> Set task:
Print the listing below verbatim, line for line, without changing anything.

## begin Input

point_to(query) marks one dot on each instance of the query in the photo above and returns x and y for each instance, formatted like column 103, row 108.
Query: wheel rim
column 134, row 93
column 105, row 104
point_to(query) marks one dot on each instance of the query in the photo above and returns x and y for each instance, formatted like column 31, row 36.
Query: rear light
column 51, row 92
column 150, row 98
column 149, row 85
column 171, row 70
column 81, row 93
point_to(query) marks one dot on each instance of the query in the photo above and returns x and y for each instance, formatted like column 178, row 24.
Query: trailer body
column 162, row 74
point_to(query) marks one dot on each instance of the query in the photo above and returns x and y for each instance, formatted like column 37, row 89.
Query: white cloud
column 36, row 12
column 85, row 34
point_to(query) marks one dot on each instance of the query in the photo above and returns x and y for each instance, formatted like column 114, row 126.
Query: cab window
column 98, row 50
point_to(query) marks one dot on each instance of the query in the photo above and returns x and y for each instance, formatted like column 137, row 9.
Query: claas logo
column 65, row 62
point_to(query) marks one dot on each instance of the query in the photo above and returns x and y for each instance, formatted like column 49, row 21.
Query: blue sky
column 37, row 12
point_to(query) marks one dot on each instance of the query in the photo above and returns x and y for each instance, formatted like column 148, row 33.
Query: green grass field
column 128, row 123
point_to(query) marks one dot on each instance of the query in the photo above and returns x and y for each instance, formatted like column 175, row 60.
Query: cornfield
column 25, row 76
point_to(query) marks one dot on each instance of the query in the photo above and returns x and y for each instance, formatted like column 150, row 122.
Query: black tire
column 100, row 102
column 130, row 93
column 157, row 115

## end Input

> Written solution:
point_to(query) marks one dot on each instance of the query in the photo above and returns x and y for each instance, formatted like column 103, row 108.
Query: wheel rim
column 134, row 93
column 105, row 104
point_to(query) marks one dot on each instance of the query in the photo above and returns x and y for each instance, formatted like column 31, row 36.
Query: rear light
column 51, row 92
column 150, row 98
column 149, row 85
column 171, row 70
column 81, row 93
point_to(query) marks one dot on each instance of the query in the photo above and returns x and y for each instance, formatted like column 178, row 24.
Query: trailer body
column 162, row 74
point_to(query) marks one dot on each instance of the query in the photo above and returns x and y for each instance, formatted like column 37, row 89.
Query: white cloud
column 36, row 12
column 85, row 34
point_to(query) marks one dot on each instance of the query in the photo above and returns x and y for each instance, formatted like column 114, row 126.
Query: cab window
column 98, row 50
point_to(query) marks one dot on each instance of the query in the photo above and returns x and y for each instance, formatted like column 137, row 9.
Query: claas logo
column 65, row 62
point_to(query) marks one dot on each instance of the query in the photo above and returns x and y for each instance, formatted like column 49, row 21.
Query: blue sky
column 37, row 12
point_to(query) marks one dot on each instance of the query in the photo above and returns x and y for each instance, formatted like column 148, row 33.
Query: green grass field
column 128, row 123
point_to(query) marks one dot on each instance of the query in the photo above and returns x and y for each instance, formatted like column 175, row 60.
Query: cornfield
column 25, row 76
point_to(query) marks one dot on each instance of the query in the photo above and returns x and y for each instance, formatted like column 150, row 122.
Query: black tire
column 100, row 102
column 130, row 93
column 157, row 115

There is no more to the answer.